**Tareas del ejercicio**.
**A.** ¿Puedes expresar como una lista JSON de cadenas las líneas del listado que empiezan en la que contiene "Mark one point on each instance of the forested" y llegan hasta el final del listado, ambas incluidas, con una cadena por línea y sin las líneas en blanco?
**B.** ¿Cómo sigue el texto sobre los pueblos indígenas de México a partir de su última oración?

¿Escucharon? Fue la pregunta base del comunicado que fiel a su estilo metafórico el subcomandante Marcos emitió después de la marcha silenciosa que se llevó a cabo por indígenas el pasado 21 de diciembre del 2012. La pregunta es lanzada no sólo al gobierno, no sólo a los propios indígenas, sino en general hacia todo el país y me parece que abarca más allá de lo que el grupo rebelde quiere o pretende, se resume en cuál es el destino de los pueblos nativos que aún pueblan en cerca de 6.7 millones este hermoso y pluricultural país, cuyas lenguas son principalmente, según el INEGI, el náhuatl, maya y lenguas mixtecas y que, en esa enorme riqueza cultural, precisamente no son iguales.
La respuesta es compleja y nada sencilla, tiene diversos matices. Es muy común conceptualizar al indígena folclórico que sirve como motor de atracción turística. Es el caso de la mayoría del cine mexicano que sigue alimentando el mito del indígena sumiso y tonto que nació con Tizoc (Ismael Rodríguez, 1956) de la cual dice Carlos Monsiváis “en el tiempo de su estreno, casi nadie se burla de su perfil paródico, el más relevante o, seré más preciso, lo más inolvidable del film” (Pedro Infante, Las leyes del querer).

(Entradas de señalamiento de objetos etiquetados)
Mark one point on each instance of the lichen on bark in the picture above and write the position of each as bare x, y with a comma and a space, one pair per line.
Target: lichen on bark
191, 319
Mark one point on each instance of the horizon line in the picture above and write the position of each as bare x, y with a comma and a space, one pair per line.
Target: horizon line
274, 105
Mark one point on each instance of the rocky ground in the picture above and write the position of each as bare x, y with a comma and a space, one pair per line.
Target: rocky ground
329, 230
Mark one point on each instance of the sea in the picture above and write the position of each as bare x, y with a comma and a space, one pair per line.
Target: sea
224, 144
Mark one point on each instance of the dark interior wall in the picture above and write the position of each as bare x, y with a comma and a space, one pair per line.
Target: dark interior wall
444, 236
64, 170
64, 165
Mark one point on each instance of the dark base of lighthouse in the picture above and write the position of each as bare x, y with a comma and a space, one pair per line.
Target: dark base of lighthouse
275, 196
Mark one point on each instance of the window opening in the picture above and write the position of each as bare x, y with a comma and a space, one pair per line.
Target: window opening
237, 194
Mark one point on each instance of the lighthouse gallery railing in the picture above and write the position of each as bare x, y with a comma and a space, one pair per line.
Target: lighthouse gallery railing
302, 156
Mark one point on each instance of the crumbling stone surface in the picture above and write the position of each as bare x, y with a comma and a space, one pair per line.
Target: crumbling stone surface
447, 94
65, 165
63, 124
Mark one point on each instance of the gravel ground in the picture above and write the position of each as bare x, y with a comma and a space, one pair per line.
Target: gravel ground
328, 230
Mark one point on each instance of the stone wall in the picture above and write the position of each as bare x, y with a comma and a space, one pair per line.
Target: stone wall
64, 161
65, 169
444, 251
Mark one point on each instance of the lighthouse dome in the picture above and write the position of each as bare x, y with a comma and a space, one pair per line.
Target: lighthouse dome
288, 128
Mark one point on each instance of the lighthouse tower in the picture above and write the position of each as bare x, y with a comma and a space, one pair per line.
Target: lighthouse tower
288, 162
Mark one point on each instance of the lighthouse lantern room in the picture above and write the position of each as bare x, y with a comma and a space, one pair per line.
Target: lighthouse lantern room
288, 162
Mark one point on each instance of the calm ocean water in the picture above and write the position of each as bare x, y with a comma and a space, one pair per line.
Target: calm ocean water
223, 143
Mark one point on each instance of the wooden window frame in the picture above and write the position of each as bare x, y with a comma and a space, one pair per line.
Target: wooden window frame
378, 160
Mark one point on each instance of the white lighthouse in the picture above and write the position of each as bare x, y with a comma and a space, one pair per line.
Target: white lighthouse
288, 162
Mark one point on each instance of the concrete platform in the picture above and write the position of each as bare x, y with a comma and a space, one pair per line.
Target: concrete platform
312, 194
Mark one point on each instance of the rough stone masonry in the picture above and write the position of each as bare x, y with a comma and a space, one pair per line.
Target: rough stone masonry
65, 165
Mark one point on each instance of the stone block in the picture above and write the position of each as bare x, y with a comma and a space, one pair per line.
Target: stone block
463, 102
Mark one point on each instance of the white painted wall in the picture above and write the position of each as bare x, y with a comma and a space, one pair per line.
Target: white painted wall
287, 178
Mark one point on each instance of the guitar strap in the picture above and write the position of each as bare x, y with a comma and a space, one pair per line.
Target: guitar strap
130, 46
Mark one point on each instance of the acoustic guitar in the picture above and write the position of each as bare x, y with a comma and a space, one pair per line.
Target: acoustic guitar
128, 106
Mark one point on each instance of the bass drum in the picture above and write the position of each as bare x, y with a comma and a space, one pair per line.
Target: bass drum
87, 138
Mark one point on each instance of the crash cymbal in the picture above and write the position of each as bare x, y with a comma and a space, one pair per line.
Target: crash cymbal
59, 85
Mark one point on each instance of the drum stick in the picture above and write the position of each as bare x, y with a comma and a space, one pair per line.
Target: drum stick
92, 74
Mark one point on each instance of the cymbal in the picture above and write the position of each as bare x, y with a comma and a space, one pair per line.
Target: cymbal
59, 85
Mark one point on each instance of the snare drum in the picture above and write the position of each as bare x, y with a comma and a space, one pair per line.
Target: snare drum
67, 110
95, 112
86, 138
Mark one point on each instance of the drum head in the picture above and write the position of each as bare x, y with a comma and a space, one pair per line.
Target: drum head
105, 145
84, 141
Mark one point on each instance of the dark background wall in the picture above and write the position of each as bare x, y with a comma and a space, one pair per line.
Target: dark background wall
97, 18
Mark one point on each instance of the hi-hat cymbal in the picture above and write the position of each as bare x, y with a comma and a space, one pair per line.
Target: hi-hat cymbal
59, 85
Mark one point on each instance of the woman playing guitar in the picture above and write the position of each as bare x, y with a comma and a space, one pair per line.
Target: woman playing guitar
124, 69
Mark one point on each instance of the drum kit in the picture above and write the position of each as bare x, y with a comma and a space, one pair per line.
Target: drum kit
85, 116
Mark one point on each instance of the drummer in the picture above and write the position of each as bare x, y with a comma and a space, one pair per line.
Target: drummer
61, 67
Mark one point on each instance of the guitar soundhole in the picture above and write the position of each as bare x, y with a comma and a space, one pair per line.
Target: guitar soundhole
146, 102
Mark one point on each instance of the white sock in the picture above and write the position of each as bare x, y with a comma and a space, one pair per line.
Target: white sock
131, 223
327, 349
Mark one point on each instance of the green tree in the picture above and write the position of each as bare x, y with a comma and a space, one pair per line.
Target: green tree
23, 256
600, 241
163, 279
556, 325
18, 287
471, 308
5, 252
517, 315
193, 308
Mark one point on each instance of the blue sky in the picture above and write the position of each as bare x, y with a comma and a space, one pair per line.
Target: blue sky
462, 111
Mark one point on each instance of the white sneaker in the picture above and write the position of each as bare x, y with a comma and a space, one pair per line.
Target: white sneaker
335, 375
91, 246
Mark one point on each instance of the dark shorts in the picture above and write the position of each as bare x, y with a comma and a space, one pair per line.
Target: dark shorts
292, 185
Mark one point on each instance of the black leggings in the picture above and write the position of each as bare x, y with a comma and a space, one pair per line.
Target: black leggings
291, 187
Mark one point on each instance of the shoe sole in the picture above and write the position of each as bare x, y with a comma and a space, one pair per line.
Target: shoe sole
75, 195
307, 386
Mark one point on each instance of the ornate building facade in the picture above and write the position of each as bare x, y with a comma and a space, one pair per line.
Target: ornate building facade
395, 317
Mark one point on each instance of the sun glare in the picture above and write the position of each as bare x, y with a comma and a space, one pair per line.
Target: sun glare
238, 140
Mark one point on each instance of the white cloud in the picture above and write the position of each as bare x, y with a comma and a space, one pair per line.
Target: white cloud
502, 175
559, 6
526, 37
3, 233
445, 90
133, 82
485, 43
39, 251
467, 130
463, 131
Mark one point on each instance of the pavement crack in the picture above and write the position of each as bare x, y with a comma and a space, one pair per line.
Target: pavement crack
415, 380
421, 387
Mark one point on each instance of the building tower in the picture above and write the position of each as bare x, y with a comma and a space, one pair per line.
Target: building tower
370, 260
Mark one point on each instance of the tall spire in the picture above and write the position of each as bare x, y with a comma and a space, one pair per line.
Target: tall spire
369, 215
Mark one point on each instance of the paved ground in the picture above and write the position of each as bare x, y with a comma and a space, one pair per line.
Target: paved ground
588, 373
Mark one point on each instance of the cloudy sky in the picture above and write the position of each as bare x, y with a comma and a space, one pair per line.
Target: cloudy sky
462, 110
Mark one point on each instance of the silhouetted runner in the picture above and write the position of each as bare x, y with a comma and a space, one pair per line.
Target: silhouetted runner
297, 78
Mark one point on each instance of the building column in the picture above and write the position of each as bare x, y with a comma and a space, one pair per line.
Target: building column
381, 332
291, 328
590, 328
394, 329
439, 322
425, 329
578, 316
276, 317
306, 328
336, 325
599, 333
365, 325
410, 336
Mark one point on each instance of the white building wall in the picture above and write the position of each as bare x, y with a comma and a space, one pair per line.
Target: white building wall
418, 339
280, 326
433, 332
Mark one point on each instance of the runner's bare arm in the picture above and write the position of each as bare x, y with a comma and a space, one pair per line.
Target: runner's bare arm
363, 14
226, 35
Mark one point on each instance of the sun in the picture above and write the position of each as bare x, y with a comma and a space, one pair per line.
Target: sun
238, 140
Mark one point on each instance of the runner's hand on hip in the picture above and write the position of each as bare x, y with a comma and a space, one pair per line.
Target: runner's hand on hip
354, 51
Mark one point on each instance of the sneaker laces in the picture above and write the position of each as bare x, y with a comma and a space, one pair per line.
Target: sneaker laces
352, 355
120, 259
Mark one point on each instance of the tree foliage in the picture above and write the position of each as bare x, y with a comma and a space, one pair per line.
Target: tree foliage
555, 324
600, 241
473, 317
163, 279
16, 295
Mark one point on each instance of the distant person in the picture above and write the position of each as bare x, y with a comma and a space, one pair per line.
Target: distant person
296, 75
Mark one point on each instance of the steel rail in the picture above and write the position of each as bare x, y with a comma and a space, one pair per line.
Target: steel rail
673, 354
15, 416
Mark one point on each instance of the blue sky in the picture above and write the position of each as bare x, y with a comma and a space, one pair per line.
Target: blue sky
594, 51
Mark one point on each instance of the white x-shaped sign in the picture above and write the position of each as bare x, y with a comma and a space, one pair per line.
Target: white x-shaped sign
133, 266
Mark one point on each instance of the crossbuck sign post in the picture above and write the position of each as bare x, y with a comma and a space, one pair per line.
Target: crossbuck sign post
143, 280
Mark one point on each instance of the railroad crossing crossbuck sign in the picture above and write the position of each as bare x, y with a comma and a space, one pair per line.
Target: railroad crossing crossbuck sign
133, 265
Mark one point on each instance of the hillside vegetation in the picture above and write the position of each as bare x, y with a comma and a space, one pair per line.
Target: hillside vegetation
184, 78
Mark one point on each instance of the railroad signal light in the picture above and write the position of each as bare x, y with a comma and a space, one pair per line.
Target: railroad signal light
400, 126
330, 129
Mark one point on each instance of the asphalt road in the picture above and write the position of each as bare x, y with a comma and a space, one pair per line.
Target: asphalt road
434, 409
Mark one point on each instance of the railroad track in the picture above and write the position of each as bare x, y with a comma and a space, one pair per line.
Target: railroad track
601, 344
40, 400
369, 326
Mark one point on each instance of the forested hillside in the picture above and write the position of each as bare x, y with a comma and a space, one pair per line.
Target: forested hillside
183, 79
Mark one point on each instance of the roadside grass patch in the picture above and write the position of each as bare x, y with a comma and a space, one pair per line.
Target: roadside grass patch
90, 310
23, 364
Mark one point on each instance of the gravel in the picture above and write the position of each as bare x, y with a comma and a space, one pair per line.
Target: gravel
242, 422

**Respuestas finales**.
**A.**
[
  "Mark one point on each instance of the forested hillside in the picture above and write the position of each as bare x, y with a comma and a space, one pair per line.",
  "Target: forested hillside",
  "183, 79",
  "Mark one point on each instance of the roadside grass patch in the picture above and write the position of each as bare x, y with a comma and a space, one pair per line.",
  "Target: roadside grass patch",
  "90, 310",
  "23, 364",
  "Mark one point on each instance of the gravel in the picture above and write the position of each as bare x, y with a comma and a space, one pair per line.",
  "Target: gravel",
  "242, 422"
]

**B.**
Bajo este mismo tenor, se conceptualiza al indígena como el eterno rebelde, al que los europeos les encanta venir a apoyar ya sea a través de ONG’s o mediante el llamado turismo revolucionario (nada mejor que ser rebelde con euros en los bolsillos), este cliché se alimenta con cintas de corte contestatario que tienden a reivindicar a los indígenas que lucharon en contra de la dominación española, como Erendida akikali (2006, Juan Mora Catlett).
El mito del nativo espiritual es otra de esas conceptualizaciones cinematográficas que siguiendo la línea de Las enseñanzas de Don Juan y toda la parafernalia de Carlos Castaneda, ensalzan todo lo indígena que tenga que ver con la onda chamánica, que nos ha valido la creación del oficio de disfrazarse de combinaciones raras de estilos indígenas (indigenismo posmoderno) prender incienso y danzar lo mismo en plazas públicas que en sitios arqueológicos, hacer limpias y cualquier otra cosa que al turista le guste. En este tenor se enmarcan la excelente Cabeza de Vaca (Nicolás Echevarría, 1990) o la desconocida Retorno a Aztlán (Juan Mora Catlett, 1990).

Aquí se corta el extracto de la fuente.